▶ _WHAT THE TASK ASKS_
Locate the line that contains "steel dishwasher, put". Print it and every subsequent line through the final line of the records, exactly and only those.

▶ _THE INPUT_
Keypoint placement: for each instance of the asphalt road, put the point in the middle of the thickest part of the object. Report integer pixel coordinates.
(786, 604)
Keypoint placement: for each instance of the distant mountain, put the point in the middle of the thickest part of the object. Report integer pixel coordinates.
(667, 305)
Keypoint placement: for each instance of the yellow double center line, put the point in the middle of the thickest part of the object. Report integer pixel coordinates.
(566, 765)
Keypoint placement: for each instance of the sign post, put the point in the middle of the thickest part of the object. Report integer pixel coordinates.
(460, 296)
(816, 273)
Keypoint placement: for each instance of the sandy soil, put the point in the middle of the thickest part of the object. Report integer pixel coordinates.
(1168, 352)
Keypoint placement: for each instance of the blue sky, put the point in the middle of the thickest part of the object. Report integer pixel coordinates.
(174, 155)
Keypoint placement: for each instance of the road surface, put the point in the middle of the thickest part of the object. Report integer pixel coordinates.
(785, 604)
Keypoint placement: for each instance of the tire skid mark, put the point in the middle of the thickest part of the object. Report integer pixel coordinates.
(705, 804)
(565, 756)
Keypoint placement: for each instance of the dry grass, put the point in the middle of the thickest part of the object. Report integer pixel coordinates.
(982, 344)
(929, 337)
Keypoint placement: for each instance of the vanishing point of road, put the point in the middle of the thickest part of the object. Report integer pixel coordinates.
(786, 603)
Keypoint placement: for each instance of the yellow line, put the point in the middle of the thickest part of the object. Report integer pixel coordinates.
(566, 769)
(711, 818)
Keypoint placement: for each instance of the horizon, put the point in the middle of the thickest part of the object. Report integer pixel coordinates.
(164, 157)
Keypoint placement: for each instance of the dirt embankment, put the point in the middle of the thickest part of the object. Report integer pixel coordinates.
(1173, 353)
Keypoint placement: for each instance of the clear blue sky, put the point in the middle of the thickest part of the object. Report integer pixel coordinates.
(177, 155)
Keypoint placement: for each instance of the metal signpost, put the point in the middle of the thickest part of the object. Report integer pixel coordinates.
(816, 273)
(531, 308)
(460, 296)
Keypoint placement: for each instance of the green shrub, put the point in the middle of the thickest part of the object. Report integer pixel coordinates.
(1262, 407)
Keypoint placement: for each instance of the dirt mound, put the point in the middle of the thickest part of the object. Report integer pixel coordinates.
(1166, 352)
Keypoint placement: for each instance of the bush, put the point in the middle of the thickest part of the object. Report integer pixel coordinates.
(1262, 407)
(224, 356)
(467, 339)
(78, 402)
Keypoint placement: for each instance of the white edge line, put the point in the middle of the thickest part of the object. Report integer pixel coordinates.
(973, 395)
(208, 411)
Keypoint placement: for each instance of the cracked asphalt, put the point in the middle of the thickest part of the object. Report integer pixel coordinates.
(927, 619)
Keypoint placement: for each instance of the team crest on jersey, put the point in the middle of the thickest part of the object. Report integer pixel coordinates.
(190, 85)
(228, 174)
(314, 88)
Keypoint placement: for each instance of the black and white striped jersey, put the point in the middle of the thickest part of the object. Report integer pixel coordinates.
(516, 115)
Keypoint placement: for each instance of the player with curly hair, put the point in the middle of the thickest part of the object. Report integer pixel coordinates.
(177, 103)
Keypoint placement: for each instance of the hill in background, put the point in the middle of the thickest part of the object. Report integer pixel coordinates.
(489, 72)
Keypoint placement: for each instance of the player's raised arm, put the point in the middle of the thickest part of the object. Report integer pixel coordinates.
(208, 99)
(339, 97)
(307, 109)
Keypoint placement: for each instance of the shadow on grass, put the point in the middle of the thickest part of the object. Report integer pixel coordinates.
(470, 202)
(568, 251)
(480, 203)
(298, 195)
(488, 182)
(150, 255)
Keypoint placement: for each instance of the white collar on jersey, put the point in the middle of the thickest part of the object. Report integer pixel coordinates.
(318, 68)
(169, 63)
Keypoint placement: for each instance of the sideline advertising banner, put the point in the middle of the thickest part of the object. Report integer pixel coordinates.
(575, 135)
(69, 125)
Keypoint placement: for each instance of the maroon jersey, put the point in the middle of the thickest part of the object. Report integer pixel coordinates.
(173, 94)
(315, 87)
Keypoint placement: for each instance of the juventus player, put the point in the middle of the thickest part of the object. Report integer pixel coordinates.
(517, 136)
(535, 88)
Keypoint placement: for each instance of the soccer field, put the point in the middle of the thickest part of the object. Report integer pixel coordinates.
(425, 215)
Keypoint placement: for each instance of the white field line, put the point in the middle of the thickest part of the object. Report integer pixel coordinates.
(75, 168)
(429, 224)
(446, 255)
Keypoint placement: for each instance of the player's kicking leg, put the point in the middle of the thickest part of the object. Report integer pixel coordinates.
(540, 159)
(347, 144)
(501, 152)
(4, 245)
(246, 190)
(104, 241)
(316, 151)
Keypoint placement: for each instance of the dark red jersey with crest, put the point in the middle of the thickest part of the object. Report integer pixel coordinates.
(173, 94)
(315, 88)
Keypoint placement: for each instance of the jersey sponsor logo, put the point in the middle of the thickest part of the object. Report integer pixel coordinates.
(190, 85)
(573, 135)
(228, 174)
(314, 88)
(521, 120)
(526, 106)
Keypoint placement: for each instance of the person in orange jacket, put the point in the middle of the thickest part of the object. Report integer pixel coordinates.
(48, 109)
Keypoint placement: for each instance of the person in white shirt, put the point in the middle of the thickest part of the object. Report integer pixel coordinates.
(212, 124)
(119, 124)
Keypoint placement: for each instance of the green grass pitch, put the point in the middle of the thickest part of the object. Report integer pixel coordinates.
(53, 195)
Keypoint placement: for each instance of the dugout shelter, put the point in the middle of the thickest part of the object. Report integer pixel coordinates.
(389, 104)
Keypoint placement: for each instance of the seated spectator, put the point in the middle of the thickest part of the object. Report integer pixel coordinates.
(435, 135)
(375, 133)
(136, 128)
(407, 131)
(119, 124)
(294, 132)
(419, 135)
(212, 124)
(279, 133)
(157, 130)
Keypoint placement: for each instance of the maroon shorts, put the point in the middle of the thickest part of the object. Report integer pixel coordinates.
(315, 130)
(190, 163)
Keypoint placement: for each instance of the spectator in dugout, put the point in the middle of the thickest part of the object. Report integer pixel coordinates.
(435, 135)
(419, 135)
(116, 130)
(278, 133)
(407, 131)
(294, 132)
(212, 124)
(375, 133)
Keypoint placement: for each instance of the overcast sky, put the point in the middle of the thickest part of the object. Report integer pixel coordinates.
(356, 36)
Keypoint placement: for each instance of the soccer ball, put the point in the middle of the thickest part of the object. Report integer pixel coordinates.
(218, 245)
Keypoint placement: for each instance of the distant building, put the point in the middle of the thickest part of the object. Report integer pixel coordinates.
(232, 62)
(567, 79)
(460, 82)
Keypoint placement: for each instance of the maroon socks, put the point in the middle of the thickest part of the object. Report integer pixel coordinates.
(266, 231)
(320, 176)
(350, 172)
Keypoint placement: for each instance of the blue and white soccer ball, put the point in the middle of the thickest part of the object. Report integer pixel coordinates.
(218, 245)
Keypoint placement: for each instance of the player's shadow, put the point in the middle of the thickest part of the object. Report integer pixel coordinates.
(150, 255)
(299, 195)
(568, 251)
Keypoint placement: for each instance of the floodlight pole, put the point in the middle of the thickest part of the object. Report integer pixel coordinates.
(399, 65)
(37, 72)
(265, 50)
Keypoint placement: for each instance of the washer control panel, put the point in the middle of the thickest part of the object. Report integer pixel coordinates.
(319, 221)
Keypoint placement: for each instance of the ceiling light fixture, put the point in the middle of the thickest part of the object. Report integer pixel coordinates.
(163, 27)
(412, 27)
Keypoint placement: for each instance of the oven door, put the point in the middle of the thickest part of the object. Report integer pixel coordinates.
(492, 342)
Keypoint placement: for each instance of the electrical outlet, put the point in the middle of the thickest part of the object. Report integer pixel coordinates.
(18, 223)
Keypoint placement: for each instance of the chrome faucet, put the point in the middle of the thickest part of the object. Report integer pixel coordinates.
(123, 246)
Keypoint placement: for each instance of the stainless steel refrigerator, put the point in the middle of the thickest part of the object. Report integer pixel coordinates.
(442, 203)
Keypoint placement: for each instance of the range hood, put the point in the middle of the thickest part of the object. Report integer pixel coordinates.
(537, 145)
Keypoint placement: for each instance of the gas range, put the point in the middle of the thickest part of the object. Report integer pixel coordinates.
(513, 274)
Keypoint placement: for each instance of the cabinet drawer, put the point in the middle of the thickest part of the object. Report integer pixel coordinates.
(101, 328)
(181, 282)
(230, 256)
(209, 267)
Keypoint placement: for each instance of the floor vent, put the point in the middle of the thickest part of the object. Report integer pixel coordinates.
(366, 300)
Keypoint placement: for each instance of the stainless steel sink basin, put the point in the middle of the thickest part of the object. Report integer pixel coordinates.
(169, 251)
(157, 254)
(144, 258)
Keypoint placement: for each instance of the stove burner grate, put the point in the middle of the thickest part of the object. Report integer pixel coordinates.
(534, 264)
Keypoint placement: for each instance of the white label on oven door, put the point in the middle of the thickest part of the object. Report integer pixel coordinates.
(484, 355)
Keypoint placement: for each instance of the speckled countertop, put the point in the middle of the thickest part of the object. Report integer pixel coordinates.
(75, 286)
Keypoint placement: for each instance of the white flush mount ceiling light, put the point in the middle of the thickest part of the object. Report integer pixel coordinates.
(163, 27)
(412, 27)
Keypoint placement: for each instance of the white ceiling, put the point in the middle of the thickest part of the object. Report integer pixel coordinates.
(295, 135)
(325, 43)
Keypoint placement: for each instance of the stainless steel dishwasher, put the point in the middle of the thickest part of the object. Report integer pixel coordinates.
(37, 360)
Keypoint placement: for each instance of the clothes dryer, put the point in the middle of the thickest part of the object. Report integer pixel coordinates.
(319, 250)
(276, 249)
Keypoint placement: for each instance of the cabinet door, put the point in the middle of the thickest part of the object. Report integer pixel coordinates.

▶ _ANSWER IN FULL_
Keypoint placement: for each instance of the stainless steel dishwasher, put the point in the middle of the thickest part of the object. Report integer pixel coordinates.
(37, 360)
Keypoint placement: for each instance of the clothes dryer, put the point in the middle of the thickest part of the object. Report integer pixel coordinates.
(319, 250)
(276, 249)
Keypoint placement: for each instance of the cabinet door, put the point in the middle of the thickest part of the object. Report integer pixel coordinates.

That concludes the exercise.